WHAT IS BEING ASKED
From the line that contains "Where can you see the dark" to the last line of the entries, set down each line exactly as written, both ends included, with nothing else.

══ DATA RECORDS ══

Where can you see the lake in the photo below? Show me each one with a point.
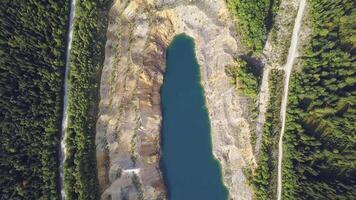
(189, 168)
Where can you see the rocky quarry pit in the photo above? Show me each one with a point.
(128, 128)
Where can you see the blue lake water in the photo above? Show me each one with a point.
(189, 168)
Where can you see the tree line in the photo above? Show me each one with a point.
(87, 57)
(254, 19)
(320, 140)
(32, 54)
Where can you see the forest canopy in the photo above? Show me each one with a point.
(320, 140)
(32, 54)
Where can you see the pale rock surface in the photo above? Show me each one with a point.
(128, 128)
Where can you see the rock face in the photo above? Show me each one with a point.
(128, 128)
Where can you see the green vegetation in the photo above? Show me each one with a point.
(264, 179)
(255, 19)
(320, 140)
(87, 57)
(32, 54)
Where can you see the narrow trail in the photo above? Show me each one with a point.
(62, 154)
(292, 54)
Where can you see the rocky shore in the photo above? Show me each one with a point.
(128, 128)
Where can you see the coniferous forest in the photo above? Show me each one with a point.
(320, 140)
(32, 54)
(87, 57)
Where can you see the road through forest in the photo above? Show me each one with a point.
(292, 54)
(65, 98)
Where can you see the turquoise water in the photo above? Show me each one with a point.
(189, 168)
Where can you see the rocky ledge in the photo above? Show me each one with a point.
(128, 128)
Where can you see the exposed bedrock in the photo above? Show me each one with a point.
(128, 128)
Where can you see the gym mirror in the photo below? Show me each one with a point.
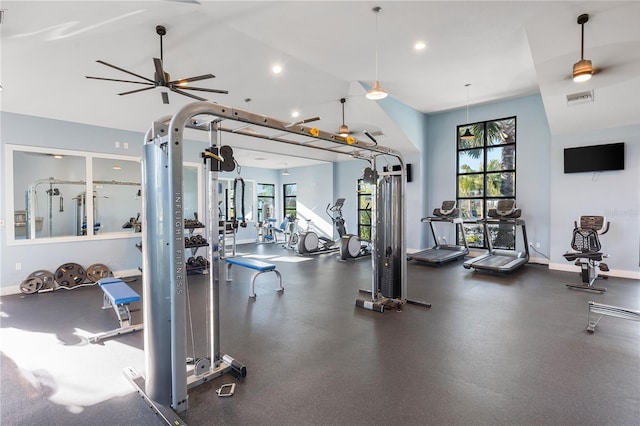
(45, 188)
(49, 194)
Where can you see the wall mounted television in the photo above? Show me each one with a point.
(594, 158)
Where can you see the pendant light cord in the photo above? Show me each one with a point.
(377, 10)
(582, 44)
(467, 86)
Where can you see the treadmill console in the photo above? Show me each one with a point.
(506, 209)
(448, 209)
(597, 223)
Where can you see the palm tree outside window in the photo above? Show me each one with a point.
(486, 173)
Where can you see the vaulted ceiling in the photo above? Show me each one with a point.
(327, 51)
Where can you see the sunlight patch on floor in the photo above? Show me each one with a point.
(62, 371)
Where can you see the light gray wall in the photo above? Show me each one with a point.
(532, 162)
(315, 192)
(414, 125)
(614, 194)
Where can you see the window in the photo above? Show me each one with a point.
(364, 210)
(290, 190)
(266, 201)
(486, 170)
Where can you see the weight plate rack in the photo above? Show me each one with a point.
(68, 276)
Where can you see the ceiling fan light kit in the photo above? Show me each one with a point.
(582, 70)
(376, 93)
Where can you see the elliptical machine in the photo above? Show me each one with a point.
(352, 246)
(309, 242)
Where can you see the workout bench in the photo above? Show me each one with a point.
(117, 295)
(258, 266)
(609, 310)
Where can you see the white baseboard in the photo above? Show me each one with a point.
(6, 291)
(619, 273)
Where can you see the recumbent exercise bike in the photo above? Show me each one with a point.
(587, 254)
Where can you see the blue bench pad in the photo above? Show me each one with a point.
(251, 264)
(119, 292)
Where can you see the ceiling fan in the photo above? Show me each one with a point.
(162, 78)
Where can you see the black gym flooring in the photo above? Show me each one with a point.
(492, 350)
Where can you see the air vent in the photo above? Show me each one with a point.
(580, 98)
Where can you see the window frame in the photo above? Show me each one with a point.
(286, 197)
(261, 200)
(484, 175)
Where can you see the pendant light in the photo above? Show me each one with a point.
(344, 129)
(376, 93)
(467, 133)
(582, 70)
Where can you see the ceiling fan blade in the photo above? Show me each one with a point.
(121, 81)
(123, 70)
(192, 79)
(137, 90)
(187, 94)
(160, 80)
(202, 89)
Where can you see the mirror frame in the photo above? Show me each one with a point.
(10, 149)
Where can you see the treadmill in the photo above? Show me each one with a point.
(502, 260)
(442, 253)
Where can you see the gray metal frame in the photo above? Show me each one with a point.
(167, 378)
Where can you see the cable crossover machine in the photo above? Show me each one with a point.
(168, 374)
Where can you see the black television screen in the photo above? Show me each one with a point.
(594, 158)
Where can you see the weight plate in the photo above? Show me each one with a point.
(201, 366)
(31, 285)
(97, 271)
(45, 276)
(70, 275)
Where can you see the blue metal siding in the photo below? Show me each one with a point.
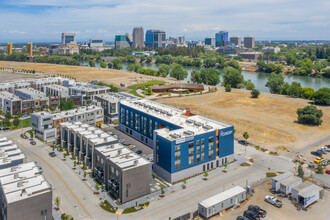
(226, 141)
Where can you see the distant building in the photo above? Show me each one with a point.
(236, 40)
(9, 48)
(29, 49)
(25, 193)
(221, 38)
(138, 37)
(121, 42)
(156, 39)
(210, 41)
(271, 49)
(10, 154)
(68, 38)
(126, 175)
(249, 42)
(193, 44)
(251, 55)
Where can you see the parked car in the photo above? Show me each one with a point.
(262, 213)
(272, 200)
(316, 153)
(318, 159)
(251, 215)
(52, 154)
(324, 150)
(243, 142)
(40, 170)
(242, 218)
(325, 162)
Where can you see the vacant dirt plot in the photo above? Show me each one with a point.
(85, 74)
(270, 121)
(318, 210)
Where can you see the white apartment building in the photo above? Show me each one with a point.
(25, 193)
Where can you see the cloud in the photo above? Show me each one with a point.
(271, 19)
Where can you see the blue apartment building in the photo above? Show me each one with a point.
(184, 144)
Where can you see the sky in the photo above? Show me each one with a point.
(45, 20)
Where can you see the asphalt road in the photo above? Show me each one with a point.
(78, 200)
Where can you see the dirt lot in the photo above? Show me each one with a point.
(317, 211)
(10, 77)
(85, 74)
(270, 121)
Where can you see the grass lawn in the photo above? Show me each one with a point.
(149, 83)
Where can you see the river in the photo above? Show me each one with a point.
(258, 78)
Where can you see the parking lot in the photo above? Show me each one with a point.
(318, 210)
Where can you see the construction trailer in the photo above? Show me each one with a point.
(215, 204)
(276, 181)
(307, 193)
(287, 185)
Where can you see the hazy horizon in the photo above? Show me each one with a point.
(45, 20)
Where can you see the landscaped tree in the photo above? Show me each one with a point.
(233, 77)
(103, 65)
(322, 96)
(307, 93)
(275, 83)
(228, 88)
(294, 90)
(301, 171)
(16, 121)
(255, 93)
(246, 135)
(57, 202)
(309, 115)
(91, 63)
(164, 69)
(249, 85)
(178, 72)
(196, 76)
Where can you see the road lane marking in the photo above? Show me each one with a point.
(199, 194)
(57, 175)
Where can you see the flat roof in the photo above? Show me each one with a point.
(309, 191)
(222, 196)
(191, 124)
(290, 181)
(283, 176)
(122, 156)
(302, 186)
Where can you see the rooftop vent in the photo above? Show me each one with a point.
(207, 127)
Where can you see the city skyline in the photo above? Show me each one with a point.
(44, 21)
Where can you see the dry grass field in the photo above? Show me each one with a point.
(84, 74)
(270, 121)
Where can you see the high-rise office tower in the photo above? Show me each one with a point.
(155, 39)
(138, 37)
(9, 48)
(121, 41)
(221, 38)
(29, 49)
(236, 40)
(249, 42)
(68, 38)
(210, 41)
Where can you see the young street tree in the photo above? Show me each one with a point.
(300, 171)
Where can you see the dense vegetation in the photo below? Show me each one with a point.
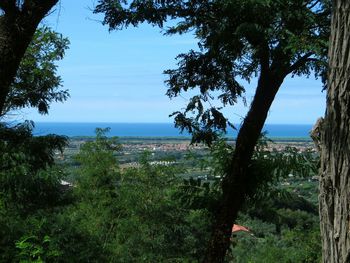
(149, 212)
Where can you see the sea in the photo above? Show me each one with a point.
(71, 129)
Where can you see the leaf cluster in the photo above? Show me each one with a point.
(36, 83)
(236, 40)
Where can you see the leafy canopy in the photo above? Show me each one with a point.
(238, 40)
(37, 83)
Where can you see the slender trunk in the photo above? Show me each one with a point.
(234, 184)
(17, 27)
(334, 196)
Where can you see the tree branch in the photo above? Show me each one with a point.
(300, 62)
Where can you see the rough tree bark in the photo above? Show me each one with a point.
(18, 23)
(334, 196)
(235, 183)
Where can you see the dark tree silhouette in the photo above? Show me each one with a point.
(334, 142)
(237, 40)
(18, 23)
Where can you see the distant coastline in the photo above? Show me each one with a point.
(146, 130)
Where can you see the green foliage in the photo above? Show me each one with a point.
(34, 250)
(237, 40)
(28, 179)
(36, 83)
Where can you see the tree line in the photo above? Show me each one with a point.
(237, 40)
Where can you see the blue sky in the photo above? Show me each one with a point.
(117, 76)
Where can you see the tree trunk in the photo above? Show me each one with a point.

═══

SOLVED PROBLEM
Where can you see the dark tree silhouette in the photo above? Show me each one with a point.
(334, 142)
(237, 40)
(18, 23)
Where can you see the distant coastline in the photo above? Show me each one with a point.
(146, 130)
Where can you see the green foliage in the photo above? Show me each one with a point.
(34, 250)
(237, 40)
(28, 179)
(36, 83)
Where can you see the tree line in the photo above? Show me each one with a point.
(237, 40)
Where can you see the blue sky in the photo above? Show me each one with a point.
(117, 76)
Where can you see the tree trunk in the photo above? Show me each one with a point.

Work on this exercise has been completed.